• _Work to do_
Copy every one of the records below word for word, keeping each line as it appears.

-------------------------

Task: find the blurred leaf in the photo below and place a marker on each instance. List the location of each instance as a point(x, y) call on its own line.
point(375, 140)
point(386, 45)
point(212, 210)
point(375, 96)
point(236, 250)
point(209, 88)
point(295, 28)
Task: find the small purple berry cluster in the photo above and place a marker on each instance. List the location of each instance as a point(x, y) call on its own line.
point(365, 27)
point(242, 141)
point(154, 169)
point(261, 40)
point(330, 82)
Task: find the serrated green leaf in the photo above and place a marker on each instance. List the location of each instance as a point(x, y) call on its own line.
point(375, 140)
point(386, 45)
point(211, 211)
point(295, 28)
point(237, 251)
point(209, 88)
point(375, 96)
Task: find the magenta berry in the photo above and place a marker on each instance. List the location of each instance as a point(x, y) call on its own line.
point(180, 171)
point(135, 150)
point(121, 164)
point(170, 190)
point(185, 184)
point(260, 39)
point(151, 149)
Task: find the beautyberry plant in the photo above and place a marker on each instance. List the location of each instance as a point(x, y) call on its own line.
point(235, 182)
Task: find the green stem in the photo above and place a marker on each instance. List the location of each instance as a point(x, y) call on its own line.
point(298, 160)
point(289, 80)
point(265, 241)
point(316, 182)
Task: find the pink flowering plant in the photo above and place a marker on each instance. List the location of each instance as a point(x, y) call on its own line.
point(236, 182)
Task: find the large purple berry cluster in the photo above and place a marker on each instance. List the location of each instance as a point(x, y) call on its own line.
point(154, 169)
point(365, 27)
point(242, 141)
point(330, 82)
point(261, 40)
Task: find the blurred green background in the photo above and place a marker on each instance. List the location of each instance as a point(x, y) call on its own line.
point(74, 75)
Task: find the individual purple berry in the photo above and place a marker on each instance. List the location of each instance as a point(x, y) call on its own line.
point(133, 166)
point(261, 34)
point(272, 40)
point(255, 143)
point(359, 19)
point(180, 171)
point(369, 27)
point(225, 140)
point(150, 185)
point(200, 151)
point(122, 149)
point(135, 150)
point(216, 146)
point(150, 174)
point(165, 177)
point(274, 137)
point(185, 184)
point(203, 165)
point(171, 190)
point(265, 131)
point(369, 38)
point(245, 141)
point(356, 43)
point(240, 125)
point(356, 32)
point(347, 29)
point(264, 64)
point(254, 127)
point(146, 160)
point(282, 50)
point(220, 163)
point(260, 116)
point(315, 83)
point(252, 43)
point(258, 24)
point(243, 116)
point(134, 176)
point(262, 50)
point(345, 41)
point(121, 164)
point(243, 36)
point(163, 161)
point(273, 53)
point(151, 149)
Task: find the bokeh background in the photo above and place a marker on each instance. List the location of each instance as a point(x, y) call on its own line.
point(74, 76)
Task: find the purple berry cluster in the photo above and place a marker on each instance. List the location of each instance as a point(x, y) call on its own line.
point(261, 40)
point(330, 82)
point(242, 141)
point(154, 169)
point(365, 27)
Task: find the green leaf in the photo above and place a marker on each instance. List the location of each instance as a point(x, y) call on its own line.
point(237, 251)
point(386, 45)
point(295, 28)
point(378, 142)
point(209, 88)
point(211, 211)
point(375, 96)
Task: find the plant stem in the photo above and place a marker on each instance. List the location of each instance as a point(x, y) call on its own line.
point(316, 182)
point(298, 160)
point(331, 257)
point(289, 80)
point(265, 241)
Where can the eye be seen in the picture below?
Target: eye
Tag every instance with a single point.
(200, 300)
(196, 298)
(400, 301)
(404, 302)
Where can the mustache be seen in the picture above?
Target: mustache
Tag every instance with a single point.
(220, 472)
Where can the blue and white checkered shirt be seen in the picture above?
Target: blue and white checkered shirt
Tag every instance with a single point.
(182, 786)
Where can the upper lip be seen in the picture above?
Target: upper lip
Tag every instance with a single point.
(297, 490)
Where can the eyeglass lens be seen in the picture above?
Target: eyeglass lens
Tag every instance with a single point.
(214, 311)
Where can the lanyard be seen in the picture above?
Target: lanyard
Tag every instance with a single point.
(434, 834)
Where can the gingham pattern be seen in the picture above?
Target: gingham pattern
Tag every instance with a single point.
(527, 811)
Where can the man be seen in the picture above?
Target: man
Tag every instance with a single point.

-------------------------

• _Reply_
Task: find the blurred leaf in the photo below and place a marker on each instance. List the location of each instance as a point(x, y) call on its own line.
point(375, 140)
point(386, 45)
point(212, 210)
point(375, 96)
point(236, 250)
point(209, 88)
point(295, 28)
Task: find the small purple berry cluster in the photo above and place a marker on each instance. List the location of each instance as a point(x, y) call on its own line.
point(365, 27)
point(242, 141)
point(154, 169)
point(261, 40)
point(330, 82)
Task: find the serrated green leaf in the photo above and place a marker on each instance. List the location of each instance as a point(x, y) call on its own line.
point(375, 140)
point(386, 45)
point(211, 211)
point(295, 28)
point(237, 251)
point(209, 88)
point(375, 96)
Task: find the magenta berry in the photo above and place a marker on each instance. List the location of each instance as a point(x, y) call on its own line.
point(180, 171)
point(135, 150)
point(121, 164)
point(170, 190)
point(185, 184)
point(260, 39)
point(151, 149)
Task: find the beautyberry plant in the photo above and place a marker on each instance. List the location of each instance as a point(x, y) call on its own line.
point(235, 182)
Task: find the green stem in the photo above and place a marker on each instance. List the location of each instance as a point(x, y) call on its own line.
point(298, 160)
point(289, 80)
point(265, 241)
point(316, 182)
Task: find the pink flowering plant in the photo above and place a marker on each instance. List the location of each instance as a point(x, y) call on its own line.
point(236, 182)
Task: find the large purple berry cluster in the photo above and place a marker on each instance. List the location of each instance as a point(x, y) call on its own line.
point(154, 169)
point(365, 27)
point(242, 141)
point(330, 82)
point(261, 40)
Task: find the blurred green background in the photo above and place a marker on each instance. List the location of each instance as a point(x, y) call on its own line.
point(74, 75)
Task: find the individual purple berry in the photo above and place a marker on each instance. List the location of each instance as a point(x, y) call on its own line.
point(133, 166)
point(261, 34)
point(272, 40)
point(255, 143)
point(359, 19)
point(180, 171)
point(369, 27)
point(225, 140)
point(150, 185)
point(200, 151)
point(122, 149)
point(135, 150)
point(216, 146)
point(150, 174)
point(165, 177)
point(274, 137)
point(185, 184)
point(203, 165)
point(171, 190)
point(265, 131)
point(369, 38)
point(245, 141)
point(356, 43)
point(240, 125)
point(356, 32)
point(347, 29)
point(264, 64)
point(254, 127)
point(146, 160)
point(282, 50)
point(220, 163)
point(260, 116)
point(315, 83)
point(252, 43)
point(258, 24)
point(243, 116)
point(134, 176)
point(262, 50)
point(345, 41)
point(121, 164)
point(243, 36)
point(163, 161)
point(273, 53)
point(151, 149)
Task: find the bokeh background in the photo above and place a marker on each instance. List the location of each instance as a point(x, y) call on its own line.
point(74, 76)
Task: find the purple berry cluster in the photo above and place a marker on each instance. List the location of each instance as a point(x, y) call on its own line.
point(261, 40)
point(330, 82)
point(242, 141)
point(154, 169)
point(365, 27)
Task: find the green leaf in the photo above and place a marker on each instance. List the location of each instance as a point(x, y) call on its own line.
point(237, 251)
point(386, 45)
point(295, 28)
point(378, 142)
point(209, 88)
point(211, 211)
point(375, 96)
Task: find the plant stem in the photo above and place a marker on each instance. List the location of each instance as a point(x, y) call on its own line.
point(316, 182)
point(298, 160)
point(331, 257)
point(289, 80)
point(265, 241)
Where can the eye be seen in the picture below?
Target: eye
Tag every instance with a single point.
(200, 300)
(196, 298)
(400, 301)
(404, 302)
Where can the mustache be seen in the picture above?
Target: mustache
Tag every instance with a single point.
(220, 472)
Where can the blue and white checkered shirt be seen in the picture above?
Target: blue and white checkered shirt
Tag every instance with a single point.
(182, 786)
Where can the upper lip be seen in the picture above?
Target: upper lip
Tag every instance with a single point.
(297, 490)
Where can the eyeglass lens be seen in the picture above?
Target: eyeglass lens
Tag every instance with a single point.
(214, 311)
Where can the lanyard be seen in the picture above?
Target: lanyard
Tag every instance with a single point.
(434, 834)
Where can the gingham pattern be seen in the picture above?
Target: gingham pattern
Tag every instance with a single point.
(527, 811)
Where can the man be seen in the picture above?
Target: man
Tag every instance with a single point.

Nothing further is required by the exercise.